REQUIRED WORK: All entries must be given again exactly as written.

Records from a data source

Content starts

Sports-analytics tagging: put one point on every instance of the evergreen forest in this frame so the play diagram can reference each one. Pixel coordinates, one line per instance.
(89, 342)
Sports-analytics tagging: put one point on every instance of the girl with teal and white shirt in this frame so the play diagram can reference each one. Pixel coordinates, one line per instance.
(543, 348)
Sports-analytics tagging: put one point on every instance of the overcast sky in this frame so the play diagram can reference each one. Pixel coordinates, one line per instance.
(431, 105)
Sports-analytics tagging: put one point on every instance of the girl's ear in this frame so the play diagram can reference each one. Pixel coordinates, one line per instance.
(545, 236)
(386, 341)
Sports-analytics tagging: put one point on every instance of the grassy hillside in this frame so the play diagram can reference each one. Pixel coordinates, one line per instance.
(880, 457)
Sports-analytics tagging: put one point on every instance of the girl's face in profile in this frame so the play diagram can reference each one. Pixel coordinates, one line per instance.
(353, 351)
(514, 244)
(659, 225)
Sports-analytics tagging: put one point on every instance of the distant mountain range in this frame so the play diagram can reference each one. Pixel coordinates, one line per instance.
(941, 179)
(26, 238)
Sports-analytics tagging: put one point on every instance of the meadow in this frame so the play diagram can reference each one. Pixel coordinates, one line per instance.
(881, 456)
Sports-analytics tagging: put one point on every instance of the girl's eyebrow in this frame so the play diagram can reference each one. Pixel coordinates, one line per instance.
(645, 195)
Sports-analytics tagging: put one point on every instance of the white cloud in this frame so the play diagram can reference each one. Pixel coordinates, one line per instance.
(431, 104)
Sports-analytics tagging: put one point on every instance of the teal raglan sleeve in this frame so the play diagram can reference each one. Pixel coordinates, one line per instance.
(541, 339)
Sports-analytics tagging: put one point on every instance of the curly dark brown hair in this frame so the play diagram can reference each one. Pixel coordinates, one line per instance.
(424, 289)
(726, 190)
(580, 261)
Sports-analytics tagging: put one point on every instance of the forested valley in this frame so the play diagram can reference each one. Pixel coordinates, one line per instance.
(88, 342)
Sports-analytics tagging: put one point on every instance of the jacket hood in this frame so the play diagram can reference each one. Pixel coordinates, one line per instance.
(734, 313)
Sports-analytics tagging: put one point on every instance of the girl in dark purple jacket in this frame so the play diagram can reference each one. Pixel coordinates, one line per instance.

Content ends

PROBLEM SOLUTION:
Sports-analytics tagging: put one point on every instance of the evergreen forest in this frame so the play diagram can reference each one. Pixel coordinates, one line per instance.
(89, 342)
Sports-analytics tagging: put one point on every instance of the girl with teal and white shirt in this frame so the play diagram can reference each one. Pixel coordinates, one line per instance.
(543, 348)
Sports-analytics tagging: put one point on every instance of the overcast sky in this frame so the play diagram can reference each one. Pixel coordinates, one line per instance.
(431, 105)
Sports-analytics tagging: put one point on every instance of the girl's ear in this frame so the play diagram can reference each one. Pixel coordinates, one line per instance.
(545, 236)
(386, 341)
Sports-analytics tagging: put one point on every instance of the grassy hillside in this frame so the play diagram can reference each one. Pixel coordinates, one line per instance.
(880, 457)
Sports-analytics tagging: put one point on every instance of the girl's face in profile in this frame so the play diagram can reference each one. Pixel coordinates, one line per instance.
(353, 351)
(514, 244)
(659, 225)
Sports-analytics tagging: put one point on every instance of the distant mountain range in this frame so the play diagram can reference each one. Pixel coordinates, one line per instance.
(941, 179)
(26, 238)
Sports-analytics tagging: put one point on every instance of the meadow in this frame so the play diagram can reference each one. Pixel coordinates, one line per instance.
(881, 456)
Sports-analytics tagging: put one point on every instance of the girl's eyebrow in this frame so the play diagram can reference each one. Pixel coordinates, one line per instance.
(645, 195)
Sports-analytics tagging: put one point on every instance of the white cloud in this frame so the play diagram can reference each one. Pixel coordinates, one line per instance.
(431, 104)
Sports-analytics tagging: put one point on every instance of the teal raglan sleeve in this frame so the play diagram can reference each one. Pixel coordinates, one line per instance.
(541, 339)
Sports-analytics tagging: put one point on every instance of the curly dark brown hair in this frame so the play diagram can reference each one. Pixel coordinates, one line per instance.
(424, 289)
(726, 190)
(580, 261)
Sports-analytics tagging: put one point on every instance of the forested valley in this frame so the play diagram can reference each one. Pixel coordinates, one line per instance.
(88, 342)
Sports-analytics tagging: put one point on every instance of the jacket hood in this frame so the play diagram can reference each one. Pixel coordinates, one line per instance.
(734, 313)
Sports-analytics tagging: put one point on every instance of the girl in dark purple jacket in this frame so the play diagram can reference each one. Pixel coordinates, one line per instance.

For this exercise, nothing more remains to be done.